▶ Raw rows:

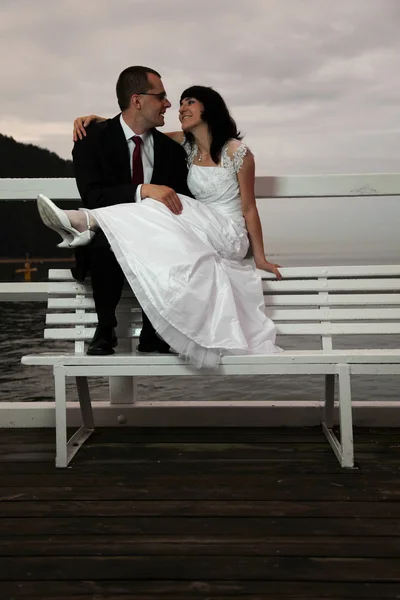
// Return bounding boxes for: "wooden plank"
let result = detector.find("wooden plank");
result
[0,494,400,516]
[0,555,400,583]
[1,580,399,600]
[0,514,400,536]
[0,474,400,502]
[0,535,400,558]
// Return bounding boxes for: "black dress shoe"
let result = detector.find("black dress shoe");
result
[86,325,118,356]
[137,336,176,354]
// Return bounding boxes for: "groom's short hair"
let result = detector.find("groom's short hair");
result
[117,66,161,110]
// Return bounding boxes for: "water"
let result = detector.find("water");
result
[0,302,400,402]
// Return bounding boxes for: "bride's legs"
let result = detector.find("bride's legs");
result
[37,194,99,248]
[63,210,99,233]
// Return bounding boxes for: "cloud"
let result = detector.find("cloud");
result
[0,0,400,174]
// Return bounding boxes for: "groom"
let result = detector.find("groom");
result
[72,66,191,355]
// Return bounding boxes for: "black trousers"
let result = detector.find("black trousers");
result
[87,244,157,341]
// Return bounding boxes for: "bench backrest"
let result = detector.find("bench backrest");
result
[44,265,400,353]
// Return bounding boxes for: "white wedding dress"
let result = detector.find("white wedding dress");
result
[90,143,280,368]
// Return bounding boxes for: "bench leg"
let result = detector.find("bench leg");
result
[322,364,354,468]
[54,365,94,468]
[339,365,354,467]
[75,377,94,429]
[54,365,68,467]
[324,374,336,429]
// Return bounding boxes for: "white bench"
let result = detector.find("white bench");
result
[22,265,400,467]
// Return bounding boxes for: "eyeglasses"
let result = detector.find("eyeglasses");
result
[137,92,167,100]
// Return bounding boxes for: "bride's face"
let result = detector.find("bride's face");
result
[179,98,204,131]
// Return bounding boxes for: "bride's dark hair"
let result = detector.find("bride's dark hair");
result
[180,85,242,164]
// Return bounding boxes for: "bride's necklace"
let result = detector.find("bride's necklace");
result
[197,150,210,162]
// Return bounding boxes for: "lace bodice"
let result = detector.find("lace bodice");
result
[183,141,249,225]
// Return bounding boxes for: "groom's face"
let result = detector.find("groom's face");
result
[140,73,171,128]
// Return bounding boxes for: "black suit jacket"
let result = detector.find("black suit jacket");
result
[72,115,191,281]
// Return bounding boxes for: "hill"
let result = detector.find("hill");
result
[0,134,74,178]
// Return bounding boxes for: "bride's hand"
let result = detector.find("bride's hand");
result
[72,115,106,142]
[255,258,282,279]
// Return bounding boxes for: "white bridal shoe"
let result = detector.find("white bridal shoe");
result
[37,194,95,248]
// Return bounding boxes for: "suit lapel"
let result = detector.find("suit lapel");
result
[151,129,167,183]
[103,115,131,183]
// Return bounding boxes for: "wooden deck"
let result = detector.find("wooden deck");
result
[0,428,400,600]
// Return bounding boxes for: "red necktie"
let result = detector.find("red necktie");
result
[131,135,144,185]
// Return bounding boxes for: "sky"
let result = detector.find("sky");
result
[0,0,400,175]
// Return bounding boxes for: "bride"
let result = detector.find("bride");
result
[38,86,281,368]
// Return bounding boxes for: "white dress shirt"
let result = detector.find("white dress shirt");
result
[119,114,154,202]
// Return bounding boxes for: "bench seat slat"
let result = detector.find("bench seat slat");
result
[46,312,142,325]
[265,307,400,321]
[264,293,400,307]
[44,322,400,340]
[49,259,400,281]
[263,278,400,293]
[47,296,140,313]
[44,327,141,341]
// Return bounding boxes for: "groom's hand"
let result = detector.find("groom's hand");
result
[141,188,182,215]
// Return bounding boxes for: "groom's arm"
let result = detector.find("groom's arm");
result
[72,128,137,209]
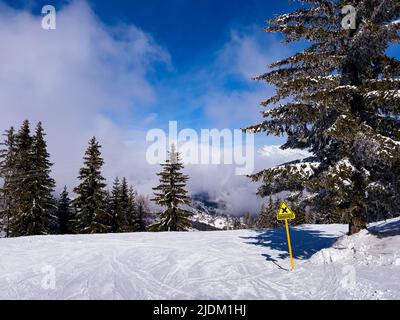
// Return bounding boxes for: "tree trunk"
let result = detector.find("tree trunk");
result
[349,206,367,235]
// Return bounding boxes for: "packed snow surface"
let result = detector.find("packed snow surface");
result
[0,219,400,299]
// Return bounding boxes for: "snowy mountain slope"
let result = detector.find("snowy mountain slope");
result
[0,219,400,299]
[190,193,243,230]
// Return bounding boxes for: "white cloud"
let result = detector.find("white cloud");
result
[0,1,170,194]
[0,1,306,214]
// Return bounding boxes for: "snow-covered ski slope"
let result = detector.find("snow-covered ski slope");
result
[0,219,400,299]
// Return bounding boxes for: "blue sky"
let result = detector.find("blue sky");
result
[0,0,399,213]
[5,0,300,144]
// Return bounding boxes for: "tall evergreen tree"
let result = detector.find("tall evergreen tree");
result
[150,145,191,231]
[73,137,111,233]
[110,177,127,233]
[31,122,57,234]
[10,120,55,236]
[0,127,16,238]
[57,186,75,234]
[125,178,143,232]
[247,0,400,233]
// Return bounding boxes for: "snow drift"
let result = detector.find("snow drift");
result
[0,219,400,299]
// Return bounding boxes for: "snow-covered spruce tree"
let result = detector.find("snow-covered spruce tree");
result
[135,195,153,232]
[57,186,75,234]
[125,182,145,232]
[0,127,15,238]
[28,122,57,234]
[247,0,400,233]
[72,137,111,233]
[10,120,55,237]
[110,177,125,233]
[150,145,191,231]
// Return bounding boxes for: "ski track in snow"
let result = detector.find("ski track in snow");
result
[0,219,400,300]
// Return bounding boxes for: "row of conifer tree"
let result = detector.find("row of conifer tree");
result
[0,120,194,237]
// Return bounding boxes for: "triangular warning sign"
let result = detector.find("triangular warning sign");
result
[276,202,296,220]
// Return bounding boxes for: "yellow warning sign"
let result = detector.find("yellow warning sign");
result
[276,202,296,271]
[277,202,296,220]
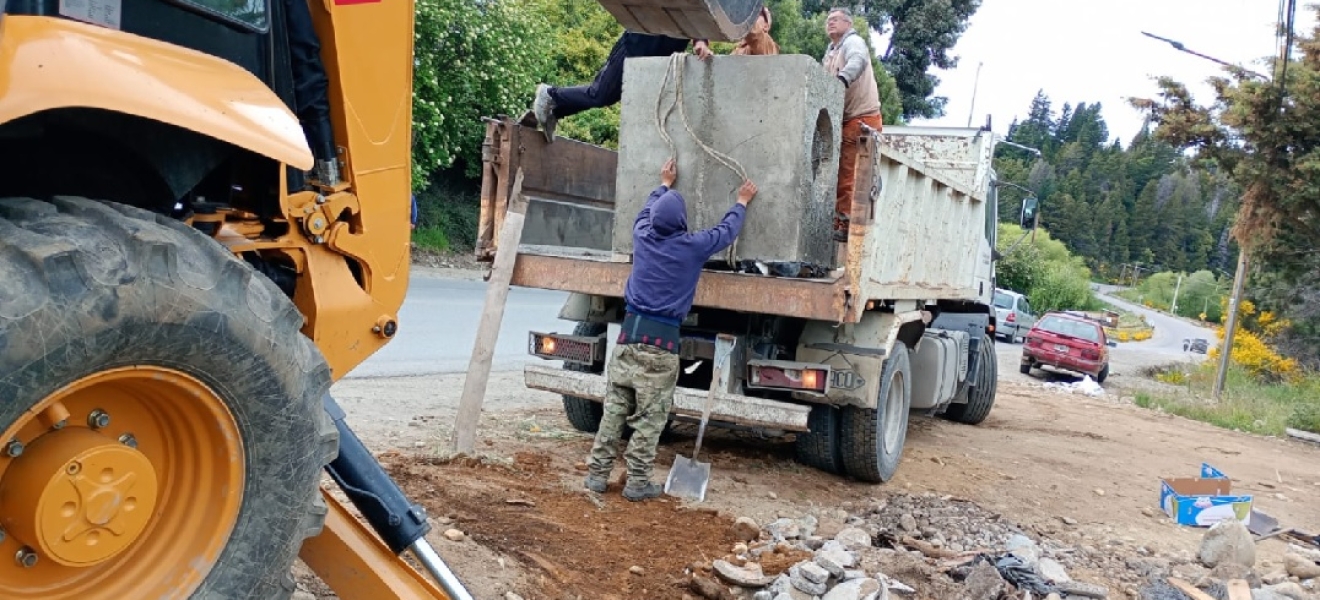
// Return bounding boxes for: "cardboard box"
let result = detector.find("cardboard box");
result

▶ WHAT YOU NEED TO DO: Output the rows above as a numbered list with blank lines left out. Leave the pictures out of the list.

▶ ANSWER FOR THIS EXERCISE:
1. // Return bounding boxes for: "wooden plank"
2. let result = detector.find("wooden plank");
3. result
4. [0,494,400,516]
5. [0,555,400,583]
6. [1,580,399,600]
7. [0,514,400,536]
8. [0,474,400,502]
9. [0,535,400,558]
10. // Return bounding boxes for: "black dress shoe"
11. let result = detector.find("black dress shoe");
12. result
13. [86,325,118,356]
14. [137,336,176,354]
15. // Return bounding boxes for: "groom's short hair"
16. let result = detector.find("groom's short hair");
17. result
18. [117,66,161,110]
19. // Return bounding boxes for: "water"
20. let result = detector.find("water");
21. result
22. [0,302,400,402]
23. // Return bounding boxes for: "bride's legs"
24. let result = detector.find("bride's legs");
25. result
26. [37,194,99,248]
27. [63,210,99,233]
28. // Return bounding boxes for: "cloud"
29. let result = detector.find("cloud");
30. result
31. [0,0,400,174]
32. // Return bounding boxes for: "groom"
33. let result = detector.find("groom");
34. result
35. [72,66,191,355]
36. // Return bounding boxes for: "black trousers"
37. let result = detector.find("black trousers");
38. result
39. [87,244,157,341]
40. // Return bounding boxes for: "bench backrest"
41. let result = detector.find("bench backrest");
42. result
43. [44,265,400,353]
44. // Return bounding boxes for: "white wedding dress"
45. let result = detector.find("white wedding dress");
46. result
47. [90,143,280,368]
48. // Return bounding boxes for: "bench leg"
49. let result = detector.find("bench leg");
50. result
51. [322,364,354,468]
52. [54,365,94,468]
53. [339,365,354,467]
54. [75,377,94,429]
55. [54,365,68,467]
56. [324,374,336,429]
57. // Return bounding boxes for: "white bench"
58. let result = detector.find("white bench");
59. result
60. [22,265,400,467]
61. // Return bounding boxes for: "eyeglasses"
62. let result = detector.find("eyeglasses");
63. result
64. [137,92,167,100]
65. // Return bounding boxes for: "bride's face"
66. let result = detector.find("bride's face");
67. result
68. [179,98,204,131]
69. // Return bounding boxes for: "bride's dark hair"
70. let result = detector.find("bride's dark hair");
71. result
72. [180,85,242,164]
73. // Return bounding boxes for: "bride's necklace"
74. let result = detector.find("bride's necklace");
75. result
76. [197,150,210,162]
77. // Return bounding boxes for: "lace bodice"
78. let result = detector.find("lace bodice");
79. result
80. [183,141,249,225]
81. // Return bounding boxes for: "groom's face"
82. let result = detector.find("groom's face");
83. result
84. [140,73,171,128]
85. // Return bounding boxes for: "black suit jacket"
86. let result = detector.find("black suit jacket");
87. result
88. [72,115,191,281]
89. // Return bounding boxes for: "hill"
90. let result = detector.find("hill");
91. result
92. [0,134,74,178]
93. // Return bounding boxes for: "bride's hand"
94. let result = detector.find("bride's hand");
95. result
96. [72,115,106,142]
97. [255,258,282,279]
98. // Return bounding boxes for: "white bridal shoe"
99. let result = detector.find("white bridal shoe");
100. result
101. [37,194,95,248]
102. // Return bounding boxes for: "suit lapel"
103. let result = detector.find("suit lapel");
104. result
105. [151,129,167,183]
106. [103,115,131,183]
107. // Return bounding boxes for: "wooden deck"
108. let result = detector.find("wooden deck");
109. result
110. [0,428,400,600]
111. // Return bounding boxes for: "red necktie"
112. let result = detector.find("red necktie");
113. result
114. [131,135,144,185]
115. // Return bounding boxes for: "sky"
116. let result = detector.find("sky");
117. result
118. [0,0,400,175]
119. // Return bounding boxes for: "bride"
120. let result = detector.find("bride");
121. result
122. [38,86,281,368]
123. // Return bounding boxes for: "white dress shirt"
124. let result = detector.find("white dress shirt");
125. result
126. [119,114,154,202]
127. // Return bounding boxes for: "bench seat slat"
128. let result = detector.find("bench seat slat");
129. result
130. [46,312,142,325]
131. [265,307,400,321]
132. [264,293,400,307]
133. [44,322,400,340]
134. [49,259,400,281]
135. [263,278,400,293]
136. [47,296,140,313]
137. [44,327,141,341]
138. // Return bounding boxes for: "groom's hand"
139. let result = detector.find("groom's hand");
140. result
141. [141,188,182,215]
142. // Return bounding boxes for: "groom's arm"
143. let result = detector.find("groom's arm");
144. result
145. [72,128,137,209]
146. // Return bounding boxes for: "tree trunk"
147. let result = detector.find("tree trunk");
148. result
149. [349,206,367,235]
150. // Return bounding boxes for: "packed snow surface"
151. let result = detector.find("packed snow surface");
152. result
153. [0,219,400,299]
154. // Return bounding boxes for: "snowy mountain slope"
155. let result = detector.find("snowy mountain slope");
156. result
157. [0,219,400,299]
158. [190,193,243,230]
159. // Return bounding boxes for: "white cloud"
160. let result = detector.find("white cloud");
161. result
162. [0,1,170,194]
163. [0,1,306,214]
164. // Return bounding boxes for: "snow-covered ski slope"
165. let result = detector.find("snow-covered ski slope");
166. result
167. [0,219,400,299]
168. // Return bounding boxes for: "blue sky"
169. let result = detector.find("blue sky");
170. result
171. [0,0,399,213]
172. [5,0,300,144]
173. // Return bounding boxes for: "tall evergreen tree"
174. let result = detector.find("tall evergreen tree");
175. result
176. [150,145,191,231]
177. [73,137,111,233]
178. [110,177,127,233]
179. [31,122,57,234]
180. [10,120,55,236]
181. [0,127,16,238]
182. [57,186,75,234]
183. [125,178,143,232]
184. [247,0,400,233]
185. // Return bounding boxes for: "snow drift"
186. let result = detector.find("snow drift");
187. result
188. [0,219,400,299]
189. // Return bounding boxes for: "snow-covered spruce tree"
190. let result = detector.find("snow-covered spruce tree");
191. result
192. [135,195,153,232]
193. [57,186,75,234]
194. [125,182,145,232]
195. [0,127,15,238]
196. [28,122,57,234]
197. [247,0,400,233]
198. [72,137,111,233]
199. [10,120,55,237]
200. [110,177,125,233]
201. [150,145,191,231]
202. // Return bounding boxes for: "ski track in snow"
203. let result = detector.find("ski track in snow");
204. result
205. [0,219,400,300]
206. // Return bounding boxes for: "row of conifer tree"
207. let result = detector.find("row of conifer tree");
208. result
209. [0,120,194,237]
210. // Return bounding boxes for: "triangular warning sign"
211. let result = detector.find("triangular warning sign");
212. result
213. [276,202,296,220]
214. // Return bounding boxes for: "yellow warning sign"
215. let result = detector.find("yellow warning sign");
216. result
217. [276,202,296,271]
218. [277,202,296,220]
219. // Return bounding boxes for: "cardboard box"
220. let result = detector.find("cardboard box");
221. result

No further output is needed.